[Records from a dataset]
== == ==

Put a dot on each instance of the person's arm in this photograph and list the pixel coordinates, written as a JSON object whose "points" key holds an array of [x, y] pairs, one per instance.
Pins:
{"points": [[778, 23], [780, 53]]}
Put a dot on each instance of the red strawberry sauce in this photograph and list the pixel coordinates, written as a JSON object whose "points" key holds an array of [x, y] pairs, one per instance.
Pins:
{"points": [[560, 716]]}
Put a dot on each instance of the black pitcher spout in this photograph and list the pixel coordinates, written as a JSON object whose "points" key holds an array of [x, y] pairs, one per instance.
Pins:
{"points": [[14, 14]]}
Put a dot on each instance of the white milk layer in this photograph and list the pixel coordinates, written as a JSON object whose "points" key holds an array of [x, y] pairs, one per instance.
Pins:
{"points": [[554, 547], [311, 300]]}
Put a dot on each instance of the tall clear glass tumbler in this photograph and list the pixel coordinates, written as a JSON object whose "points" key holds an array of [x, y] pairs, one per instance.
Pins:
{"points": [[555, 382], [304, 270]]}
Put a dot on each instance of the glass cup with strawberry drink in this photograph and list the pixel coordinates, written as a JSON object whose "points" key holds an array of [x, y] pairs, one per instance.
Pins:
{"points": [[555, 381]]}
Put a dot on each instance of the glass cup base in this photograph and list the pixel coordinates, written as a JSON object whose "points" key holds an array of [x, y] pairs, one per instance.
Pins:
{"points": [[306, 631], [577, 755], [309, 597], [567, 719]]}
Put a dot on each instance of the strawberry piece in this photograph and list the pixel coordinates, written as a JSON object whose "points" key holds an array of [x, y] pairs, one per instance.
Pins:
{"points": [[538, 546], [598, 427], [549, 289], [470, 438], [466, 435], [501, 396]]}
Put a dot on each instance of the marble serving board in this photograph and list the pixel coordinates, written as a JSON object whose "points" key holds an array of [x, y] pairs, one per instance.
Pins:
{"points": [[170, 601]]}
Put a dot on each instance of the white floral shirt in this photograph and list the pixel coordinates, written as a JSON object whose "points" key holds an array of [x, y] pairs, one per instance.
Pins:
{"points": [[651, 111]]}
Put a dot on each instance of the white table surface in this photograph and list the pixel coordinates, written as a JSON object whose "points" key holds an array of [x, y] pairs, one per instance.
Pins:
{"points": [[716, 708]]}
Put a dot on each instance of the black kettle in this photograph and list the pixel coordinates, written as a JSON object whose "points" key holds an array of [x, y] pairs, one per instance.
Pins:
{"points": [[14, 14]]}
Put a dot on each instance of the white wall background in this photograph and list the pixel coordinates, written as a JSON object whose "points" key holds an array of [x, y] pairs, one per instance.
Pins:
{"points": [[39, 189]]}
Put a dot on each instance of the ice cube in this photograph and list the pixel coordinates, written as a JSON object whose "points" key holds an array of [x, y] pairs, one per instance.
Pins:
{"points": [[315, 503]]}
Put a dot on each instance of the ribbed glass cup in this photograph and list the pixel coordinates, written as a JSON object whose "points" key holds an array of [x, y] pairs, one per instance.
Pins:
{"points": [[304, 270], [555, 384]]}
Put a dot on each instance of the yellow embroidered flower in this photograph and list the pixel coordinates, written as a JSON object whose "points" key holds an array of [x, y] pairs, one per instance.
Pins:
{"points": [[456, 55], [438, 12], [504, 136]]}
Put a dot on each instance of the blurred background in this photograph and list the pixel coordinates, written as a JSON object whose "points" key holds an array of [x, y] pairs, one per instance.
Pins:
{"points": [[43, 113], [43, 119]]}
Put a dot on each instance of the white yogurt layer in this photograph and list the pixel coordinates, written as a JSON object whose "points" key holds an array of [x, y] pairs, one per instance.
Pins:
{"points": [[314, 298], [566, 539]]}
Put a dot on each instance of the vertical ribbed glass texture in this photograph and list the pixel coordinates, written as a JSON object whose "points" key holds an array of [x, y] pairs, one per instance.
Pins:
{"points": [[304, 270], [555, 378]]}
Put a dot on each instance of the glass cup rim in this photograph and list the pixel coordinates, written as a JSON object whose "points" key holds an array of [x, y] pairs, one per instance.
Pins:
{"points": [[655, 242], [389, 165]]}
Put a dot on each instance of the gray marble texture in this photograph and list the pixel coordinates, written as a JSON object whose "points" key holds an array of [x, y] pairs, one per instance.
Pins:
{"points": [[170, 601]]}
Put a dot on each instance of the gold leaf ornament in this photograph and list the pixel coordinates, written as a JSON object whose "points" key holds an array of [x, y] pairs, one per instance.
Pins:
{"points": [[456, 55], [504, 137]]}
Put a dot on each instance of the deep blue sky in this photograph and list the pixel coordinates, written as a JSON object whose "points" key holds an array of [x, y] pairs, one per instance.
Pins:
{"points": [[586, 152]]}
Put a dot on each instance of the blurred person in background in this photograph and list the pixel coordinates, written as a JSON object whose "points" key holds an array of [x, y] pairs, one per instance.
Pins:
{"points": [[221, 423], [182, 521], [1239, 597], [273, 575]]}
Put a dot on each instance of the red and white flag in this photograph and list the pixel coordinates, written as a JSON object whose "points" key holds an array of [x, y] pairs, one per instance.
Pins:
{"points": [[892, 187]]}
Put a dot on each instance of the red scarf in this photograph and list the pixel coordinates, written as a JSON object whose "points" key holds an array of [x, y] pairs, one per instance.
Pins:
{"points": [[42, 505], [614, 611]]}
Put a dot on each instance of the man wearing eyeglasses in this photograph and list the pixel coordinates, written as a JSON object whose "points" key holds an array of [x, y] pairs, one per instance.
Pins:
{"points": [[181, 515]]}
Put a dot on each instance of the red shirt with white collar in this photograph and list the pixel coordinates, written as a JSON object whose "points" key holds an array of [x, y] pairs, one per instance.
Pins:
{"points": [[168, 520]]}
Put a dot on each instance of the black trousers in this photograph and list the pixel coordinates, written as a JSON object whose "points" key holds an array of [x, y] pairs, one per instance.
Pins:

== == ==

TASK INSTRUCTIONS -> Turn the records above into a JSON list of strings, with each line as its own string and blank lines skipped.

EXERCISE OUTPUT ->
[
  "Put a dot on each instance of the person's arm in this photograph and list the pixel coordinates, written as a JSON object whose \"points\" key holds an array of [x, y] pairs, one per instance.",
  "Pins:",
  "{\"points\": [[778, 23], [780, 53]]}",
  "Put a dot on each instance of the red strawberry sauce in this photograph and list the pixel coordinates, written as a JSON object whose \"points\" key holds an array of [x, y] pairs, one per instance.",
  "Pins:",
  "{\"points\": [[560, 716]]}",
  "Put a dot on each instance of the black pitcher spout in this photograph and list the pixel coordinates, written as a JSON object whose \"points\" key holds an array of [x, y] pairs, one per instance.",
  "Pins:",
  "{\"points\": [[14, 14]]}",
  "Put a dot on each instance of the white milk layer in this photograph and list the pixel coordinates, written as a JSON object whose \"points\" key holds an array of [x, y] pairs, one per instance.",
  "Pins:",
  "{\"points\": [[554, 547], [311, 300]]}",
  "Put a dot on each instance of the tall clear glass tumbler in this photograph and list the pixel coordinates, written as a JSON object whose \"points\" key holds an array of [x, y] pairs, one per instance.",
  "Pins:",
  "{\"points\": [[555, 382], [304, 270]]}",
  "Put a dot on each instance of the glass cup with strawberry drink in this photograph and list the pixel coordinates, written as a JSON object whose \"points\" key holds an array of [x, y] pairs, one per instance.",
  "Pins:",
  "{\"points\": [[555, 381]]}",
  "Put a dot on each instance of the glass cup base in this photograph and list the pixel coordinates, written as a JSON object whose \"points\" key holds an array of [x, y] pairs, one per instance.",
  "Pins:",
  "{\"points\": [[306, 631], [577, 755], [309, 597], [567, 719]]}",
  "Put a dot on each instance of the strawberry piece in this photograph and list the pixel coordinates, written as a JSON object whose \"points\" key holds an array of [x, y] pairs, one per instance.",
  "Pins:",
  "{\"points\": [[538, 546], [598, 427], [549, 289], [470, 438], [466, 435], [501, 396]]}",
  "Put a dot on each instance of the marble serving board in this photograph and list the pixel coordinates, written as a JSON object whose \"points\" key holds an array of [x, y] pairs, one per instance.",
  "Pins:",
  "{\"points\": [[170, 601]]}",
  "Put a dot on each instance of the white floral shirt in this photograph and list the pixel coordinates, written as a JSON object whose \"points\" key holds an array of [x, y] pairs, one per instance.",
  "Pins:",
  "{\"points\": [[651, 111]]}",
  "Put a dot on each instance of the white table surface in this photograph and list the pixel coordinates, written as a JSON object whose \"points\" key holds an array of [x, y] pairs, one per instance.",
  "Pins:",
  "{\"points\": [[716, 708]]}",
  "Put a dot on each instance of the black kettle in this photograph and list the pixel coordinates, written as a JSON object whose \"points\" key holds an array of [x, y] pairs, one per instance.",
  "Pins:",
  "{\"points\": [[14, 14]]}",
  "Put a dot on each instance of the white wall background in this photograph and list the pixel coordinates, written as a JSON object whose \"points\" key holds an array of [x, y] pairs, one per instance.",
  "Pins:",
  "{\"points\": [[39, 189]]}",
  "Put a dot on each instance of the ice cube in this photograph and list the pixel coordinates, written as a JSON object whose \"points\" key holds an array of [x, y] pairs, one per instance.",
  "Pins:",
  "{\"points\": [[315, 503]]}",
  "Put a dot on each instance of the ribbed glass cup in this photograph and list the pixel coordinates, written as a JSON object whose \"points\" key holds an array of [x, y] pairs, one per instance.",
  "Pins:",
  "{\"points\": [[304, 270], [555, 384]]}",
  "Put a dot on each instance of the yellow embroidered flower in this photograph and list the pixel coordinates, written as a JSON object whose \"points\" key holds an array of [x, y] pairs, one per instance.",
  "Pins:",
  "{\"points\": [[456, 55], [438, 12], [504, 136]]}",
  "Put a dot on each instance of the blurred background in this photograph and list the pixel coordinates, written as a JSON object whose \"points\" key holds an array of [x, y] pairs, one per instance.",
  "Pins:",
  "{\"points\": [[43, 113], [43, 119]]}",
  "Put a dot on each instance of the white yogurt layer in this photograph and list the pixel coordinates, written as a JSON object whose \"points\" key holds an array of [x, y] pairs, one per instance.",
  "Pins:",
  "{\"points\": [[314, 298], [566, 539]]}",
  "Put a dot on each instance of the vertical ribbed glass texture in this photograph and list the pixel coordinates, written as a JSON object whose \"points\" key holds an array of [x, y] pairs, one per instance.",
  "Pins:",
  "{\"points\": [[304, 270], [555, 378]]}",
  "Put a dot on each instance of the glass cup rim in this photograph and list the pixel coordinates, written as a JSON object whose \"points\" key holds an array of [x, y] pairs, one per instance.",
  "Pins:",
  "{\"points\": [[655, 242], [389, 165]]}",
  "Put a dot on each instance of the gray marble texture in this photograph and list the pixel coordinates, written as a JSON object whose \"points\" key holds an array of [x, y] pairs, one per instance.",
  "Pins:",
  "{\"points\": [[170, 601]]}",
  "Put a dot on each instance of the gold leaf ornament in this photograph and list the pixel coordinates, written as a JSON object whose \"points\" key holds an array of [x, y] pairs, one per instance.",
  "Pins:",
  "{\"points\": [[456, 55], [504, 137]]}",
  "Put a dot on each instance of the deep blue sky in this photograph and list the pixel coordinates, written as a JSON object whose \"points\" key holds an array of [x, y] pairs, one per instance.",
  "Pins:",
  "{\"points\": [[586, 152]]}",
  "Put a dot on each instance of the blurred person in background in this photograph and list the pixel coordinates, written as a JSON object whose \"points\" key holds an array of [x, y] pairs, one per instance.",
  "Pins:",
  "{\"points\": [[221, 423], [182, 521], [1239, 597], [273, 575]]}",
  "Put a dot on each instance of the red and white flag in this photograph and list the pixel coordinates, written as a JSON object whose \"points\" key holds an array of [x, y] pairs, one per instance.",
  "Pins:",
  "{\"points\": [[892, 187]]}",
  "Put a dot on each instance of the red scarf in this photograph and list the pixel coordinates, written as a JSON object whose \"points\" key holds an array of [x, y] pairs, one per instance.",
  "Pins:",
  "{\"points\": [[42, 505], [614, 611]]}",
  "Put a dot on each instance of the man wearing eyeglasses in this photograph and list the pixel coordinates, written as a JSON object whose \"points\" key holds an array of [x, y] pairs, one per instance.",
  "Pins:",
  "{\"points\": [[181, 515]]}",
  "Put a dot on each instance of the red shirt with white collar in this photograph and list the pixel coordinates, written as a JSON object whose \"points\" key holds an array of [x, y] pairs, one per instance.",
  "Pins:",
  "{\"points\": [[168, 520]]}",
  "Put a dot on each instance of the black trousers in this photograph and list the pixel coordinates, written as a JSON object whose \"points\" key holds an array of [x, y] pairs, one per instance.",
  "Pins:"
]